Profile: Dan Bowden, CISO, Sentara Health

Bowden Profile


When we last interviewed Dan Bowden, CISO at Sentara Health, he was focused on rebuilding a security program, with an emphasis on developing an effective, business-aligned department. Today, he shares that security is supported and trusted across the organization. He comments, “I’m rolling up on five years at Sentara now. It’s been an enjoyable time for me. I’m honestly sometimes surprised how happy I am in my position. And I think in terms of how things have changed, for myself and my team, we’re more acknowledged and recognized as enabling what the organization is trying to do.”

Bowden believes security program responsibilities may differ based on the organization’s specific requirements and structure. For his specific program, he says the three core tenet areas include enterprise cybersecurity, enterprise cyber risk, and enterprise identity services.

[Excerpts from a detection dataset]
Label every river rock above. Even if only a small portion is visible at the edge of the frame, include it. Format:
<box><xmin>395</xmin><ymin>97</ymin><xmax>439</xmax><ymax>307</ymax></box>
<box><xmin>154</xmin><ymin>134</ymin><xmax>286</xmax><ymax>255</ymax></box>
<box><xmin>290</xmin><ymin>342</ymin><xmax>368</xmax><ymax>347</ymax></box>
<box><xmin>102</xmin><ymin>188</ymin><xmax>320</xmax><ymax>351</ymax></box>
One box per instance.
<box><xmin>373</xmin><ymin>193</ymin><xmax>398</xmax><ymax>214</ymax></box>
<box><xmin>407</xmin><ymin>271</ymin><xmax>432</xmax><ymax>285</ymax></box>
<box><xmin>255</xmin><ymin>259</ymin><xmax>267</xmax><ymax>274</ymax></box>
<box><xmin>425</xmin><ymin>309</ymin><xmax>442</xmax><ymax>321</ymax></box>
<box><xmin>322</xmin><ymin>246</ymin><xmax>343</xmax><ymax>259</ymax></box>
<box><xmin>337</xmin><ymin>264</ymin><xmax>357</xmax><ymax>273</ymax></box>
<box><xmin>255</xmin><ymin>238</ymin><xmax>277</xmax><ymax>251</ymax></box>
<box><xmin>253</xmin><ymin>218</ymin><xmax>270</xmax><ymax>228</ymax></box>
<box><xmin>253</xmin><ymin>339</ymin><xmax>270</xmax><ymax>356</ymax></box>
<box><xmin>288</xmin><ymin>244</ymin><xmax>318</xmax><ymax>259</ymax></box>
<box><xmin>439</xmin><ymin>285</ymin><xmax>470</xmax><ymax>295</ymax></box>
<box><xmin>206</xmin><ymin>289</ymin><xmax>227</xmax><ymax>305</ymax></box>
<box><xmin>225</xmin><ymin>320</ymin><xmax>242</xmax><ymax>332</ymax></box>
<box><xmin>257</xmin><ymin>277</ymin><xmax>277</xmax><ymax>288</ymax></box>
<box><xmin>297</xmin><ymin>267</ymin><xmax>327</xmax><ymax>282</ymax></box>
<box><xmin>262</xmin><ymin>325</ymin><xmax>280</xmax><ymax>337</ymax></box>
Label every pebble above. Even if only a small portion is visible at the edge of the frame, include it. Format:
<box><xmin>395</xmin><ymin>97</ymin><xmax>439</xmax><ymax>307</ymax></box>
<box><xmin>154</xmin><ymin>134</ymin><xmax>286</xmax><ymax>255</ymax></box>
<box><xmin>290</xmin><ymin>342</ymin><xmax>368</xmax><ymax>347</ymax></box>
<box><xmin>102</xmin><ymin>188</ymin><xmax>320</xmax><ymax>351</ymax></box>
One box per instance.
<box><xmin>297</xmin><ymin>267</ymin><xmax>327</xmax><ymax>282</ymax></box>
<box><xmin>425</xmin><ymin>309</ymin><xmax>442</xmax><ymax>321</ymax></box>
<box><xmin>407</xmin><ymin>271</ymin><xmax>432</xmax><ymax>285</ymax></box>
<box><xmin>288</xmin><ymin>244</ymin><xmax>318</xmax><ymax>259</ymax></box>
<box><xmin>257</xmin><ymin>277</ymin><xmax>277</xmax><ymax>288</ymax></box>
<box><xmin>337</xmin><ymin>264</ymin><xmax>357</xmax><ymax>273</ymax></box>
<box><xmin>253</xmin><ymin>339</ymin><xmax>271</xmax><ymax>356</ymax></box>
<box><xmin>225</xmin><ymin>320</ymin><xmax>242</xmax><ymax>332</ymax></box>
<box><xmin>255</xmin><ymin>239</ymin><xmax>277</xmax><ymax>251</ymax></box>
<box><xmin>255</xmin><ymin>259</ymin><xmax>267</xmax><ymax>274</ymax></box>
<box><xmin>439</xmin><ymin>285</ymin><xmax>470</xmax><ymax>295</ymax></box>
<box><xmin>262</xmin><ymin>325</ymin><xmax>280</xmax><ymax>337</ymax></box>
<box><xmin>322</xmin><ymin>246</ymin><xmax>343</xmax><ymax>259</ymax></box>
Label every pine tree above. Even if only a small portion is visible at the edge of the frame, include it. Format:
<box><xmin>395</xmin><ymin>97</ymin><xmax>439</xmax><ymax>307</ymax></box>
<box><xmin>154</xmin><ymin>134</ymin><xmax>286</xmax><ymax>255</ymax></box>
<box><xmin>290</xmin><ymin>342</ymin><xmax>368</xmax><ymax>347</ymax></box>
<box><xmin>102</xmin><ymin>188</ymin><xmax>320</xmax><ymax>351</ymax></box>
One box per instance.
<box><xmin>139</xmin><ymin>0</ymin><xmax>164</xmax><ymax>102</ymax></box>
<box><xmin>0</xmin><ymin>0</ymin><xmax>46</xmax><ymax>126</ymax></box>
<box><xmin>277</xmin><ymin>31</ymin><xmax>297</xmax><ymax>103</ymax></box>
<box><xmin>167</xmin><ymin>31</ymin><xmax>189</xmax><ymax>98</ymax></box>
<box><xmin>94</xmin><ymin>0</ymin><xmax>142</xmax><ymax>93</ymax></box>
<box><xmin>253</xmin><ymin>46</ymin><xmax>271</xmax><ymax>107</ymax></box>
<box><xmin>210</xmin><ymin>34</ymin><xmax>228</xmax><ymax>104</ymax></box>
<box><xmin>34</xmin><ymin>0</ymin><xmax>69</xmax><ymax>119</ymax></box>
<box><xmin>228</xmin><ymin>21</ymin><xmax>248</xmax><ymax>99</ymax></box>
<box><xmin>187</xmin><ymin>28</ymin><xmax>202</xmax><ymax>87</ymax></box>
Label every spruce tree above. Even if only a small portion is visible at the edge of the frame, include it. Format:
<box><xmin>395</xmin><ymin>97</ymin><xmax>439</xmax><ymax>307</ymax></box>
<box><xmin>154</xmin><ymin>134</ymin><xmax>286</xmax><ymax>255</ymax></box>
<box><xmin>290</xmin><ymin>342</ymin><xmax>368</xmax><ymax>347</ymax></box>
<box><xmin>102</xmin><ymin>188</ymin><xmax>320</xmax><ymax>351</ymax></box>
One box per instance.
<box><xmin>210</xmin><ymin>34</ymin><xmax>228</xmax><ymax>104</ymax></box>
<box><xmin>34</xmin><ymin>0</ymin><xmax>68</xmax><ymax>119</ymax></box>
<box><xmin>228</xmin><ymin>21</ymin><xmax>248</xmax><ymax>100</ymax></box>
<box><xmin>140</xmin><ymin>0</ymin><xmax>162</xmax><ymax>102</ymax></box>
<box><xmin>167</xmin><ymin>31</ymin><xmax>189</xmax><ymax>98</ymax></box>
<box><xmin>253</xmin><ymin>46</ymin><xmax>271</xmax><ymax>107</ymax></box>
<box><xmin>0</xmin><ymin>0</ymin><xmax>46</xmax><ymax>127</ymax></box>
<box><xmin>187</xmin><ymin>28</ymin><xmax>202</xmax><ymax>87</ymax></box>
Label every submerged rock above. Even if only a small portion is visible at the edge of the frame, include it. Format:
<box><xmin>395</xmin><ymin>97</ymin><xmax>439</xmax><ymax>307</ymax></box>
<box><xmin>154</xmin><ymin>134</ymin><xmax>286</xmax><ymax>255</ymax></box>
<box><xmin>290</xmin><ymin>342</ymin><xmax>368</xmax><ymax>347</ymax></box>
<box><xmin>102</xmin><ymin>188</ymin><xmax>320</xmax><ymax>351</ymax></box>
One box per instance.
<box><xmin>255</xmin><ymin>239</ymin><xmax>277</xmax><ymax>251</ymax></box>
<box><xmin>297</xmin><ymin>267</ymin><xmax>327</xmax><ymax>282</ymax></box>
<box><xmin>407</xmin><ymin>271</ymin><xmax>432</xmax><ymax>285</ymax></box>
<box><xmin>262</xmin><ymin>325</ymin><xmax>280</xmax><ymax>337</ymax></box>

▶ **EXERCISE SET**:
1) Rewrite the paragraph of the Bowden profile that begins "When we last interviewed Dan Bowden" as a short bulleted list that keeps its main facts.
2) Name every core tenet area of Bowden's security program that the Bowden profile lists.
3) Write the next paragraph of the Bowden profile, starting after its final sentence.

▶ **THE RESPONSES**:
1)
- Dan Bowden is CISO at Sentara Health and is nearing five years there.
- At the previous interview, he was focused on rebuilding a security program and developing an effective, business-aligned department.
- Today, security is supported and trusted across the organization.
- He enjoys his position and is sometimes surprised by how happy he is in it.
- He and his team are now more acknowledged and recognized as enabling what the organization is trying to do.

2)
- Enterprise cybersecurity
- Enterprise cyber risk
- Enterprise identity services

3)
For Bowden’s enterprise cybersecurity team, they oversee enterprise threat management, and control management throughout security operations, architecture, and red team work—maturing towards a future cyber fusion center. He explains, “Along with prevention, detection and response functions, this team will mature towards on-going purple team exercises, constantly testing security posture, validating the efficacy of controls, figuring out which threats are exploitable, and how you’re going to mitigate that risk. The director will have responsibility for the stack of controls and how the people, process and technology in that function is managed.”

Bowden is actively looking for a Director of Enterprise Cyber Risk, someone who manages all of Governance, Risk and Compliance (GRC). He comments, “The big responsibilities include vendor risk management, developing organizational information security policy, standards, and procedures, then mapping those into what our business requirements are and the regulatory requirements that we have. What are our contractual obligations? What are our internal policy obligations? And how do these align with applicable frameworks? And if we are audited, either from a regulatory, contractual, or an internal audit perspective, are we accounting for the frameworks that will be used in that audit? There’s a lot on that person’s plate in terms of managing a $10 billion health system. HIPAA is very challenging to manage from a regulatory perspective, but on our health plan side, some of the contractual obligations are equally if not sometimes more challenging for securing data than even HIPAA.”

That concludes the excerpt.